* Start Record list *

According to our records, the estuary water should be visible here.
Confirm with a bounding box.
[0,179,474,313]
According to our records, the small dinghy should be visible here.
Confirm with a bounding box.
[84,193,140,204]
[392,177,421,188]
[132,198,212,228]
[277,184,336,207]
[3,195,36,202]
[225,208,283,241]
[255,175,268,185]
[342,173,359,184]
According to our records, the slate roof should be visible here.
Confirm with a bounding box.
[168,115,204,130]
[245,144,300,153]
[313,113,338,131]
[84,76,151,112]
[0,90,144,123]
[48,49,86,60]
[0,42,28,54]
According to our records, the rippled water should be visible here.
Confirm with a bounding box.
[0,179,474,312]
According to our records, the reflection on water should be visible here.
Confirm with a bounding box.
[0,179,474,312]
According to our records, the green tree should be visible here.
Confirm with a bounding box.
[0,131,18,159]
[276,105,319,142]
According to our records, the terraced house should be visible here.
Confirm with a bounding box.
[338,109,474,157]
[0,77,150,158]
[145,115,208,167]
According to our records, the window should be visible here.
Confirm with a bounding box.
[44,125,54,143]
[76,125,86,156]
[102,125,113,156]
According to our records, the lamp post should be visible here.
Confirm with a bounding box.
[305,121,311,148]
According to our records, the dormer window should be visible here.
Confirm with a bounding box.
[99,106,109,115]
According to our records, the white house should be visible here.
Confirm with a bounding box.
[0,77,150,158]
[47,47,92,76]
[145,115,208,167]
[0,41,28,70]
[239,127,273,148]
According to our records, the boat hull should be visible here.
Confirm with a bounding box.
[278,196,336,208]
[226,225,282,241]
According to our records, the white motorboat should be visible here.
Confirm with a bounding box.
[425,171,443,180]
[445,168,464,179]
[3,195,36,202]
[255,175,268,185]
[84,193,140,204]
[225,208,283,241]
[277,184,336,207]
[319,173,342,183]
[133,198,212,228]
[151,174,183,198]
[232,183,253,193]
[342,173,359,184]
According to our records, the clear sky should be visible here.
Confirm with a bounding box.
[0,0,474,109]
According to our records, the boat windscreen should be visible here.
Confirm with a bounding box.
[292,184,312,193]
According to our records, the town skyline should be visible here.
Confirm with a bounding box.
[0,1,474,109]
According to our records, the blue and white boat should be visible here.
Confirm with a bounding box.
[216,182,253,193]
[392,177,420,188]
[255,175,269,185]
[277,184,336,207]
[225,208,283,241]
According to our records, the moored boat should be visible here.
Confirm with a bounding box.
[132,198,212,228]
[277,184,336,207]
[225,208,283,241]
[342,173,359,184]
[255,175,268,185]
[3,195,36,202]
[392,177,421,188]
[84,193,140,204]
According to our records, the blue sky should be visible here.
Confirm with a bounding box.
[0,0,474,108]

* End Record list *

→ **What to work on**: Rewrite all of the data above as a numbered list, omitting any blank lines.

→ **The reply**:
1. According to our records, the estuary water should be visible here.
2. Confirm with a bounding box.
3. [0,179,474,313]
4. According to our records, the small dinghy should be visible here.
5. Confirm with a bounding box.
6. [84,193,140,204]
7. [392,177,421,188]
8. [132,198,212,228]
9. [277,184,336,207]
10. [3,195,36,202]
11. [225,208,283,241]
12. [255,175,268,185]
13. [342,173,359,184]
14. According to our records, the slate roof should be visible here.
15. Confirm with a bounding box.
16. [168,115,204,130]
17. [245,144,300,153]
18. [313,113,338,131]
19. [84,76,151,112]
20. [0,90,144,123]
21. [48,49,86,60]
22. [0,42,28,54]
23. According to our records, the rippled water should be visible here.
24. Confirm with a bounding box.
25. [0,179,474,312]
26. According to our records, the reflection on water should be visible here.
27. Confirm with a bounding box.
28. [0,179,474,312]
29. According to our records, the green tree should be visible here.
30. Confirm with a bounding box.
31. [0,131,18,159]
32. [276,105,319,142]
33. According to our records, the terraced house should be visible here.
34. Confirm with a bounding box.
35. [338,109,474,157]
36. [0,77,150,158]
37. [145,115,208,167]
38. According to our records, the window should be visible here.
39. Confirm with a bounding box.
40. [44,125,54,143]
41. [76,125,86,156]
42. [102,125,113,156]
43. According to our records, the lamp post should be visible here.
44. Confirm with a bounding box.
45. [305,121,311,148]
46. According to our records, the dormer window should be visible here.
47. Confirm with a bounding box.
48. [99,106,109,115]
49. According to our records, the white house should be visible here.
50. Confirm with a bounding box.
51. [0,77,150,158]
52. [47,47,92,76]
53. [145,115,208,167]
54. [0,41,28,70]
55. [239,127,273,148]
56. According to our records, the boat hull should be visible here.
57. Confirm with a bounding box.
58. [278,196,336,208]
59. [226,225,282,241]
60. According to our records, the white motorboat should be visible here.
61. Confirm with a bounding box.
62. [425,171,443,180]
63. [445,168,464,179]
64. [3,195,36,202]
65. [255,175,268,185]
66. [84,193,140,204]
67. [225,208,283,241]
68. [277,184,336,207]
69. [319,173,342,183]
70. [133,198,212,228]
71. [151,174,183,198]
72. [232,183,253,193]
73. [342,173,359,184]
74. According to our records, the clear sky should be visible here.
75. Confirm with a bounding box.
76. [0,0,474,109]
77. According to our records, the boat windscreen should be visible here.
78. Confirm with a bounding box.
79. [292,184,312,193]
80. According to our records, the town skyline should be visible here.
81. Confirm with a bounding box.
82. [0,1,474,109]
83. According to our records, the blue and white boat should be visible here.
84. Confirm with a bounding box.
85. [216,182,253,193]
86. [392,177,420,188]
87. [255,175,269,185]
88. [277,184,336,207]
89. [225,208,283,241]
90. According to our records, the moored boat should be visible here.
91. Confirm with a bounding box.
92. [132,198,212,228]
93. [277,184,336,207]
94. [225,208,283,241]
95. [342,173,359,184]
96. [255,175,268,185]
97. [3,195,36,202]
98. [392,177,421,188]
99. [84,193,140,204]
100. According to our records, the blue sky should be visible here.
101. Confirm with a bounding box.
102. [0,0,474,108]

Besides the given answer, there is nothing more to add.